GIVEN PROBLEM A:
From the email to Ian, reproduce word for word the part from "You can look" to "by you guys.".
GIVEN PROBLEM B:
Pick up the email to Ian about Scheduled Transfers after its last line and keep writing.

PROVIDED PASSAGE:
* Start *
Hi Ian-
I'm very impressed and interested in the work that you
guys have done. I've been working with a protocol called
Scheduled Transfers (ST) and doing some work similar
to what you guys have done using the alteon GbE card
on linux platforms.
You can look at http://oss.sgi.com/projects/stp to get
more information regarding ST.
I'm particularly impressed by the UDP payload throughput
of 956Mb/s for 1480 bytes. In my experience I found the
alteon firmware loop times to be closer to 12-16us for
1500byte frames. Did you guys do the firmware from scratch?
The second question I had was: how easy/difficult is to run
a different protocol (stack) using the modified firmware
by you guys.
thanks,
:a
Ian Pratt wrote:
>
> > I believe that Ian Pratt did something along these lines for a project at
> > the University of Cambridge. He may have some specific insights with this.
> > I am not sure whether he did this work in the context of Linux, but I do
> > know that he did this for another OS (Nemisis) that was developed at the U.
* End *
INFORMATION SUPPLIED:
* Start *
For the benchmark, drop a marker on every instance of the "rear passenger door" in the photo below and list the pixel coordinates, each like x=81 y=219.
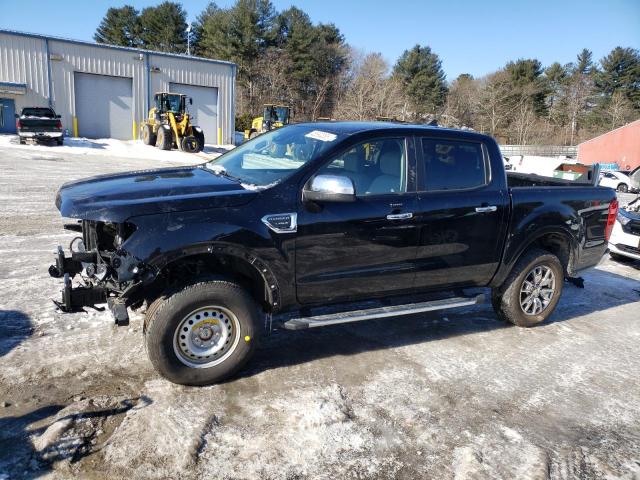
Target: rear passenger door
* End *
EXERCISE OUTPUT A:
You can look at http://oss.sgi.com/projects/stp to get
more information regarding ST.
I'm particularly impressed by the UDP payload throughput
of 956Mb/s for 1480 bytes. In my experience I found the
alteon firmware loop times to be closer to 12-16us for
1500byte frames. Did you guys do the firmware from scratch?
The second question I had was: how easy/difficult is to run
a different protocol (stack) using the modified firmware
by you guys.

EXERCISE OUTPUT B:
> > of Cambridge.
>
> Sorry to take sooo long to reply to this.
>
> We developed some new firmware for the Alteon NIC last year, and
> wrote appropriate Linux drivers and user-space protocol stacks.
>
> Our firmware has the following features:
> 32+ `virtual interfaces'
> each virtual interface has its own TX/RX descriptor rings
> applications register pages with OS for use for DMA
> early packet demultiplex using packet filters uploaded by OS
> RX packet filter ensures correct header/payload split into user buffers
> transmit packet filters for verifying application's packets before TX
> TX traffic shaping with token buckets and round-robin MUX'ing
>
> We then integrated the `user-accessible' network access into
> Linux, enabling applications to use protocol stacks implemented
> in shared-libraries (we ported Linux's TCP/UDP stacks to
> user-space to enable a fair performance comparison). The RX/TX
> packet filters and TX traffic shaping enable the operating system
> to remain in control of what packets an application is allowed to
> send and receive.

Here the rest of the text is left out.